───── Data for analysis

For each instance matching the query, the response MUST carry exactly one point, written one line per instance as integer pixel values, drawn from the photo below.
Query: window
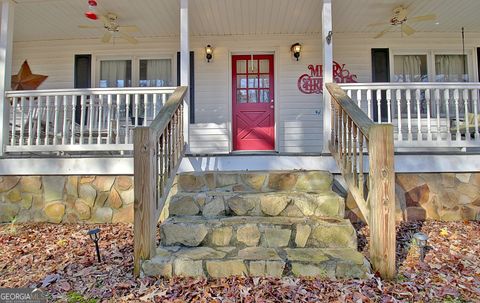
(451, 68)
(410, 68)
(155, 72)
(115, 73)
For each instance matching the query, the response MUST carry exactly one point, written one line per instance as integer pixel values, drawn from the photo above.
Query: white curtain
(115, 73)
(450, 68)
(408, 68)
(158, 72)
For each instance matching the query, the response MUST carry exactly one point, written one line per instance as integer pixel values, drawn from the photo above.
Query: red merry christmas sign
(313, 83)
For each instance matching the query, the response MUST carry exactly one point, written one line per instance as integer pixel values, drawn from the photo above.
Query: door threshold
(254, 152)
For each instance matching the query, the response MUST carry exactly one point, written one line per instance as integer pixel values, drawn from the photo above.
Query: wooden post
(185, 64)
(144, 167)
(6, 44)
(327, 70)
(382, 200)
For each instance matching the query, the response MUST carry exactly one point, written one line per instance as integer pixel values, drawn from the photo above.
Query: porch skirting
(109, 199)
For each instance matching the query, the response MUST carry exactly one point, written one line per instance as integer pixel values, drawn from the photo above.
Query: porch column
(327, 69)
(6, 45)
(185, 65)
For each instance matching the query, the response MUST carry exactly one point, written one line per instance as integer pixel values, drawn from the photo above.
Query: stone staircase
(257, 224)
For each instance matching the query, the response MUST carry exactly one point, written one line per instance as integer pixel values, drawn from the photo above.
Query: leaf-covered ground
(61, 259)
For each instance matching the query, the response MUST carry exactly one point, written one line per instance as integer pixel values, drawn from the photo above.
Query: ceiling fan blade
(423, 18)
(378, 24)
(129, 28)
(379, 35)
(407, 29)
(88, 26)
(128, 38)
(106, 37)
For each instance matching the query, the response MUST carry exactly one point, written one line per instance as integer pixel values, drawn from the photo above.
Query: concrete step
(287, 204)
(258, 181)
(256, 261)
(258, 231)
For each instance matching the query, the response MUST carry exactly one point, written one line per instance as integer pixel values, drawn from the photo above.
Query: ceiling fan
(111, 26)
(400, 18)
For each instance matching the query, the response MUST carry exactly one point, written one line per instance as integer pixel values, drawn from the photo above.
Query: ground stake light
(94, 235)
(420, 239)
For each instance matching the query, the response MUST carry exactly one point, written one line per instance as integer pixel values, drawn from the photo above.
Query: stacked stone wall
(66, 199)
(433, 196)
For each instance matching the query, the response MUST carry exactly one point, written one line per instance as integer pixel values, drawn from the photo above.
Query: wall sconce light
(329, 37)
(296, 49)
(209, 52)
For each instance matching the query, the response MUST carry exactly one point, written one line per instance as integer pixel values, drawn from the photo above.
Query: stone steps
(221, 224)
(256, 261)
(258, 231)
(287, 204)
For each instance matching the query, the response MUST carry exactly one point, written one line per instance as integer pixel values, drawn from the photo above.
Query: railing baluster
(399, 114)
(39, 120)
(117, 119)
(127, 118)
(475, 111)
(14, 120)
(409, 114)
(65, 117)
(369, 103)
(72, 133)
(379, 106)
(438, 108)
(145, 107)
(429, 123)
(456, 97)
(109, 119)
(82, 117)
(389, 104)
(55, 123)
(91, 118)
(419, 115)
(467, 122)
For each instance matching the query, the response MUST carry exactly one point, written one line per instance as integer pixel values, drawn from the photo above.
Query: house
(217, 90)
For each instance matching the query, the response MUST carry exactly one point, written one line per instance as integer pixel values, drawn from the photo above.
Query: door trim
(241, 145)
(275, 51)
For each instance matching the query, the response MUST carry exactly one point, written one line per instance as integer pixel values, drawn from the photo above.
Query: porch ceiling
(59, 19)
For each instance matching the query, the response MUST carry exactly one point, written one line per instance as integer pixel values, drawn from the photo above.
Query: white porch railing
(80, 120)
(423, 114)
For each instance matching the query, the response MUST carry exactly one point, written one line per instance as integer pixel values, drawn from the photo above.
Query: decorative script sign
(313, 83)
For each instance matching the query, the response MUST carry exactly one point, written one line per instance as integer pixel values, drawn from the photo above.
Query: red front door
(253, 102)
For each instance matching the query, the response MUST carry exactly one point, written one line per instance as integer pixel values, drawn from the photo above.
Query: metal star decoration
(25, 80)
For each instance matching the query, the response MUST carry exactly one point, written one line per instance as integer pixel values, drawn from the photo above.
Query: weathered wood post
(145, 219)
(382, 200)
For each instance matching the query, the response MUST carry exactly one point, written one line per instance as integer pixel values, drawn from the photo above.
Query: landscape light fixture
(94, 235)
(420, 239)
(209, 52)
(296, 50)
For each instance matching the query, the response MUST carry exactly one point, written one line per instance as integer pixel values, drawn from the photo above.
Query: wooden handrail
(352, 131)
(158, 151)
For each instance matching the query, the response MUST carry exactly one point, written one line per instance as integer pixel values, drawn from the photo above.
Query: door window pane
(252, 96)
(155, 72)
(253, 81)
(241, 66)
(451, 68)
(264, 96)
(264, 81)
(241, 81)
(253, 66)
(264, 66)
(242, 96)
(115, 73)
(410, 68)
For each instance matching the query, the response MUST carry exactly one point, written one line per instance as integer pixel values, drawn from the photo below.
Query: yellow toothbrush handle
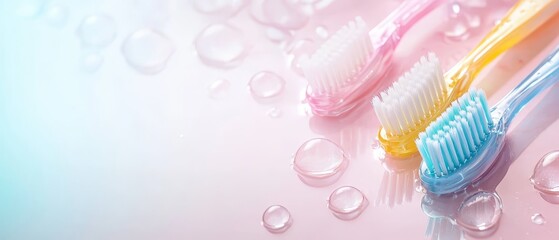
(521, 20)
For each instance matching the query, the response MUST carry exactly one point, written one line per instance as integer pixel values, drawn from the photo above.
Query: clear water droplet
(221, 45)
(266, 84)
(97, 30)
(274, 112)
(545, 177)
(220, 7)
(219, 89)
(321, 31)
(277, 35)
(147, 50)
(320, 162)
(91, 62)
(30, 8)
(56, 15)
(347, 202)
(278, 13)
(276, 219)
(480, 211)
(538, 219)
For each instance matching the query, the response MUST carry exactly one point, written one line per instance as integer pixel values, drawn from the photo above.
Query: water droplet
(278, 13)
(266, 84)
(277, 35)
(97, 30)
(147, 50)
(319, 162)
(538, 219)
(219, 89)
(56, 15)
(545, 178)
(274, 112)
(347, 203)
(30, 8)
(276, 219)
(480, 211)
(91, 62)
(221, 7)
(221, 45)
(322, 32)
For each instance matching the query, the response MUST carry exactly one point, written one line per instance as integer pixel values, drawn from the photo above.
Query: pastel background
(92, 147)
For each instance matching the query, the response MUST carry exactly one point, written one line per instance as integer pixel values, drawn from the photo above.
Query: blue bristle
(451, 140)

──────────
───── Data for analysis

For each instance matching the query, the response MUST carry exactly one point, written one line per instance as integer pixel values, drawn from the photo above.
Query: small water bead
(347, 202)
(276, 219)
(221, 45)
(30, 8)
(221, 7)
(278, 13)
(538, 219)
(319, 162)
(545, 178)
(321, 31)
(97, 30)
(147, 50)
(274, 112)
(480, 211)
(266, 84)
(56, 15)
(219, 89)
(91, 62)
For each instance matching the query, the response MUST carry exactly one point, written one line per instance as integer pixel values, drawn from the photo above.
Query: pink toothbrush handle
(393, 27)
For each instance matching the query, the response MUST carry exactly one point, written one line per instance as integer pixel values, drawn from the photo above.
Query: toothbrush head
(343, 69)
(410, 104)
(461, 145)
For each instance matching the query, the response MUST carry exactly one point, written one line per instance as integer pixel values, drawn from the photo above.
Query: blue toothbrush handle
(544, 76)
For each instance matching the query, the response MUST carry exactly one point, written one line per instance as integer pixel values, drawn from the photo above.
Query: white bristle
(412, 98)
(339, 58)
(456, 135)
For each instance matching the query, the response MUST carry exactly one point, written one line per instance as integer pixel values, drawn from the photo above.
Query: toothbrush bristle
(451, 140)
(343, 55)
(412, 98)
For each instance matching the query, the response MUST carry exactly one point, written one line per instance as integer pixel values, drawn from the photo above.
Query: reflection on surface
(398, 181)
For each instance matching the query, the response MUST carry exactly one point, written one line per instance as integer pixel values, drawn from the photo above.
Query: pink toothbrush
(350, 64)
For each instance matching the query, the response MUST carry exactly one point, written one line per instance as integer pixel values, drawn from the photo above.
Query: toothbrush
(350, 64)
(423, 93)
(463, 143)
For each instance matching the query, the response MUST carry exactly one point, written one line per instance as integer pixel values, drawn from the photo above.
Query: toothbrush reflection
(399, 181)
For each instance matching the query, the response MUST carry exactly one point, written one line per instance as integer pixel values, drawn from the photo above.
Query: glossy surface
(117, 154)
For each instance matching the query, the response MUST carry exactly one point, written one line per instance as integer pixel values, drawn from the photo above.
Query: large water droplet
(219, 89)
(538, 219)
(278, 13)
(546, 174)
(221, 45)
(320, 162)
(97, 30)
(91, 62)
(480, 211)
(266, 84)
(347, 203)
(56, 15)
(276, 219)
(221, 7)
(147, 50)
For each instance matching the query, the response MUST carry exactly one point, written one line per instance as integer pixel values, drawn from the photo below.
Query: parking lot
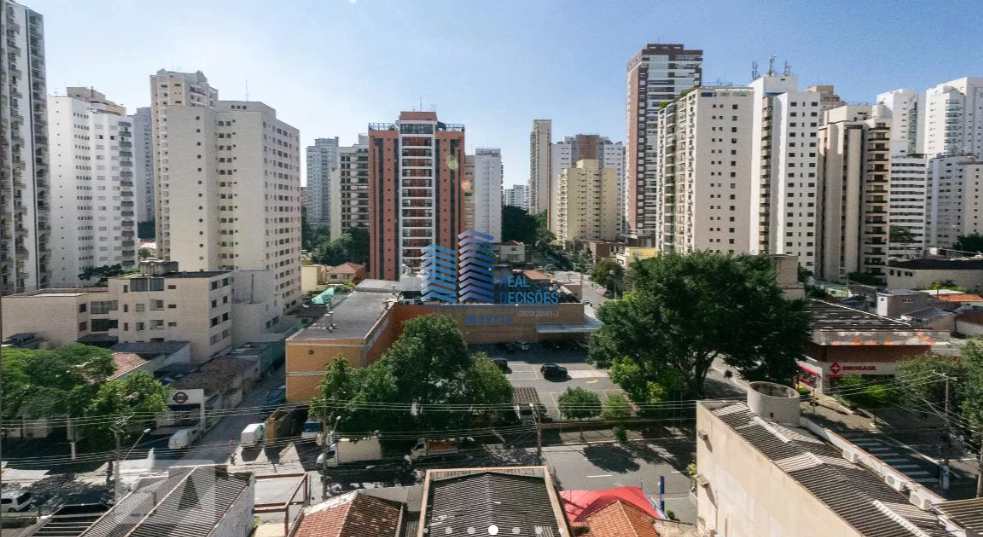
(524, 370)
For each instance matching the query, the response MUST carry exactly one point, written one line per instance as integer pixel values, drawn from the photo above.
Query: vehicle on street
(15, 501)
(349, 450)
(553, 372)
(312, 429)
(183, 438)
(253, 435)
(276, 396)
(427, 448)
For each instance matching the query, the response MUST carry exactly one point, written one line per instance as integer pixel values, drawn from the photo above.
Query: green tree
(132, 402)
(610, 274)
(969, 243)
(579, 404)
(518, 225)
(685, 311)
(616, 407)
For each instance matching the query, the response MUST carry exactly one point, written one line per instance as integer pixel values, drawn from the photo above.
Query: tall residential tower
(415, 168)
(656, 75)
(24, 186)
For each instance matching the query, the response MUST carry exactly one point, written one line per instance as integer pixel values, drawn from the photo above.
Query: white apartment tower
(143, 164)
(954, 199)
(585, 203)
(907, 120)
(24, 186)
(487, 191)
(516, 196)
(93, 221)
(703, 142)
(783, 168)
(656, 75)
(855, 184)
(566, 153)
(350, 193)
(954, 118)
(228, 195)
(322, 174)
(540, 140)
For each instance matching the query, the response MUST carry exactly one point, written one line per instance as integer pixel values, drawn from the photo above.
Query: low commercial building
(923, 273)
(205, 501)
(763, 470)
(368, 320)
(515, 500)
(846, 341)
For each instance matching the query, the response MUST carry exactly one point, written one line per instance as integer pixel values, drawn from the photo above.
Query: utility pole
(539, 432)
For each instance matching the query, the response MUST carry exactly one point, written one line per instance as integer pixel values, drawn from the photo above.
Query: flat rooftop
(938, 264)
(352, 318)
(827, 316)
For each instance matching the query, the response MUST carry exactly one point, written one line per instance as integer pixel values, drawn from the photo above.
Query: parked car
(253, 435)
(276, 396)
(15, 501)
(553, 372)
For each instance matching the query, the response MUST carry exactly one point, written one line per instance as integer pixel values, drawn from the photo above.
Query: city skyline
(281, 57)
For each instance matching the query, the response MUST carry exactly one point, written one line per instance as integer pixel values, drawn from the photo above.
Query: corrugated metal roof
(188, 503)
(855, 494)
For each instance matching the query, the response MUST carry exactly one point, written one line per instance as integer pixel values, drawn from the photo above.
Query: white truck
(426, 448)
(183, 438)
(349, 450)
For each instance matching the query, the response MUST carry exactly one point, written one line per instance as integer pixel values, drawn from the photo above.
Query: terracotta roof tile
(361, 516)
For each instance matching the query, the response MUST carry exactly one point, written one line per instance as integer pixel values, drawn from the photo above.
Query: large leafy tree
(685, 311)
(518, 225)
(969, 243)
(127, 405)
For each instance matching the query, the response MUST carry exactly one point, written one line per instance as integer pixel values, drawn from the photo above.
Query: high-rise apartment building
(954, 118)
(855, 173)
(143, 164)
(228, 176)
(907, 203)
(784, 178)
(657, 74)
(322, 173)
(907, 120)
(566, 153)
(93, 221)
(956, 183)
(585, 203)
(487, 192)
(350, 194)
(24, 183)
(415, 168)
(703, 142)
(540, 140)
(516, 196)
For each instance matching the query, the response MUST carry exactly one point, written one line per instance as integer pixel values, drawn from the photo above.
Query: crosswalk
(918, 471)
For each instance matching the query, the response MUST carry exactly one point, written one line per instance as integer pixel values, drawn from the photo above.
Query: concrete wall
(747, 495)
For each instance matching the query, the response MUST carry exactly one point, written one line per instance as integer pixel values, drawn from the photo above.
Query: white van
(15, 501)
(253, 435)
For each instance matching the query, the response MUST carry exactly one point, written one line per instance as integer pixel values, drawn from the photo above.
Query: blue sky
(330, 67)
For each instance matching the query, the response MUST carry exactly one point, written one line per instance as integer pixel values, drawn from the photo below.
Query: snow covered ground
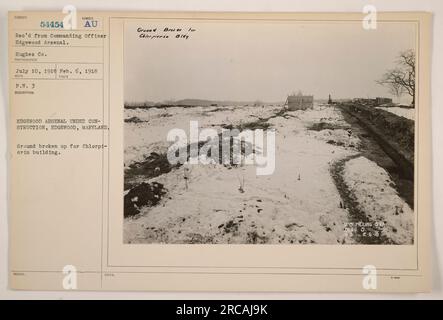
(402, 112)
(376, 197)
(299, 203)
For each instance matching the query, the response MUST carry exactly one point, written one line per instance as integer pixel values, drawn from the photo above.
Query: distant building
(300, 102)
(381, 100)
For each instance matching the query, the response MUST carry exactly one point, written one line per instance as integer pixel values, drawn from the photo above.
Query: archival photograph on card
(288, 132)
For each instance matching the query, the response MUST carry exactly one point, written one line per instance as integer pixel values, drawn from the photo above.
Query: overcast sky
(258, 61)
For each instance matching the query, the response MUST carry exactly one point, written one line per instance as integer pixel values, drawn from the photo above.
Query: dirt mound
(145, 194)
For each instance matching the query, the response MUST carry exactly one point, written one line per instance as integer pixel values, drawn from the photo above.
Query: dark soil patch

──────────

▶ **What the task requires**
Please give back, exactly as it stands above, the stretch from the line with "Query: dirt mound" through the line with "Query: dark soil patch", and no line outside it.

▶ **Exercise solution**
Query: dirt mound
(145, 194)
For each instance matching the query, the response MUST carry exactly one point, written one line per instance as integer pixel values, drawn from the photo above.
Query: dark soil patch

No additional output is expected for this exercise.